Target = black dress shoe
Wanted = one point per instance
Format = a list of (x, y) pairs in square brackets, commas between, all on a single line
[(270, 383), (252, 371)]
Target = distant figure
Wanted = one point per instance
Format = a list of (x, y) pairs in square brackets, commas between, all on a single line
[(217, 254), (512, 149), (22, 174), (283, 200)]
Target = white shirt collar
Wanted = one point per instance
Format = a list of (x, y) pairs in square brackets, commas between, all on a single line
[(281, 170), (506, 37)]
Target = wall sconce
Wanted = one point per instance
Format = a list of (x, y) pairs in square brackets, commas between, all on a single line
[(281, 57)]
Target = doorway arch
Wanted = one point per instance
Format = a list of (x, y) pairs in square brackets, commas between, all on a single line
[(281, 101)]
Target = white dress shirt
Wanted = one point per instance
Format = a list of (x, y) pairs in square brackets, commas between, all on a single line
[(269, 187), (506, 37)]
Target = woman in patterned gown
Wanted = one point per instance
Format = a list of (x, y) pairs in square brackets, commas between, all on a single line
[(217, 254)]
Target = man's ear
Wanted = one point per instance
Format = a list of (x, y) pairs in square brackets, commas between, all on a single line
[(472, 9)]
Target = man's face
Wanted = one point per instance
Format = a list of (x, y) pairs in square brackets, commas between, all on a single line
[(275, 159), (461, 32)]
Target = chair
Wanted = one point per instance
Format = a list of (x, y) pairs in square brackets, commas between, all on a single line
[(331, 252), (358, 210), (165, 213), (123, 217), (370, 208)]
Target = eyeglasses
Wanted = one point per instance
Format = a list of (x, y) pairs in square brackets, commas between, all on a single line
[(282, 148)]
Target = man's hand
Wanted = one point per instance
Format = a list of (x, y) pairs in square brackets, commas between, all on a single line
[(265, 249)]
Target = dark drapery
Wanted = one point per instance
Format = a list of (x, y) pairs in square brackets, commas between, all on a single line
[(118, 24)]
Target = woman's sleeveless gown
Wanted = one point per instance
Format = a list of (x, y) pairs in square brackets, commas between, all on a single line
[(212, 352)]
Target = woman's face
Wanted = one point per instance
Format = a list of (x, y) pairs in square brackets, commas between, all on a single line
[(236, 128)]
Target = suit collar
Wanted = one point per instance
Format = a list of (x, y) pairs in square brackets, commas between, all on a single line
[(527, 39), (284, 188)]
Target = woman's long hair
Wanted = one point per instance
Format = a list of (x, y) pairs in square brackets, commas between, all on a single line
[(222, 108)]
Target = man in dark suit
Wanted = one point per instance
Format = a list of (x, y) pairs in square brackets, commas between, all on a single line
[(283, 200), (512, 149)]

- _What to do_: Reproduce the preceding entries exactly and completely.

- _Output_:
Target = black dress shoe
Wanted = one point per instance
Format = a list of (x, y) pairs in square brackets, commas between, all on a single line
[(270, 383), (252, 371)]
Target = distant figure
Wanted = one point per instance
Format = a list of (x, y) pairs in square brackets, commas between, all on a single line
[(217, 254), (512, 149), (22, 174), (283, 200)]
Target = white shirt collar
Wanted = one point per instance
Format = a list of (x, y) pairs in square brackets, commas between, all on a single line
[(281, 170), (506, 37)]
Target = wall sconce
Wanted = one point per instance
Format = a list of (x, y) pairs in square brackets, commas between, all on a single line
[(281, 57)]
Target = doorway arch
Wanted = one point per instance
Format = a list of (x, y) pairs in square brackets, commas between, all on a single line
[(281, 101)]
Target = white dress shirt
Wanted = one point per instance
Format = a list of (x, y) pairs in square brackets, commas between, all on a single line
[(269, 187), (506, 37)]
Target = woman in patterned gown
Wanted = one point per instance
Format = a list of (x, y) pairs in square brackets, commas between, all on a single line
[(217, 254)]
Target = man's ear
Wanted = one point per instance
Format = a list of (x, y) pairs in square brackets, commas between, all on a single line
[(472, 9)]
Target = man's face
Wanted = one point per instance
Format = a list of (x, y) pairs in square brackets, commas between, all on a single line
[(275, 159), (461, 32)]
Target = chair
Wanted = one point per instance
Format = a list of (x, y) pairs in square brackets, commas between, all on a single line
[(331, 252), (358, 210), (165, 213), (123, 217), (370, 208)]
Target = eyeglasses
Wanted = one point per instance
Format = a list of (x, y) pairs in square brackets, commas between, all on a single line
[(282, 148)]
Target = man's hand
Wanted = one point per instance
Format = a list of (x, y) pairs in square brackets, commas between, all on a single line
[(265, 249)]
Target = dark drapery
Wanted = one point per instance
Format = a list of (x, y) pairs in square brackets, commas between, all on a single line
[(118, 24)]
Target = woman's sleeveless gown
Wanted = one point per instance
Format = a list of (x, y) pairs in square brackets, commas between, all on a single line
[(212, 352)]
Target = woman's face
Wanted = one point per instance
Format = a list of (x, y) pairs in square brackets, commas between, all on a single line
[(236, 128)]
Target = suit collar
Wanted = one point per instance
Format = a list of (x, y) pairs in square brackets, commas between, all on a single line
[(527, 39), (284, 188)]
Target = woman's long hair
Wanted = one point per instance
Format = a list of (x, y) pairs in square brackets, commas between, all on a single line
[(222, 108)]
Target = man in dark suit
Wanted = one point per instance
Format = a list of (x, y) pairs in square brackets, commas between, all on a single line
[(283, 200), (512, 149)]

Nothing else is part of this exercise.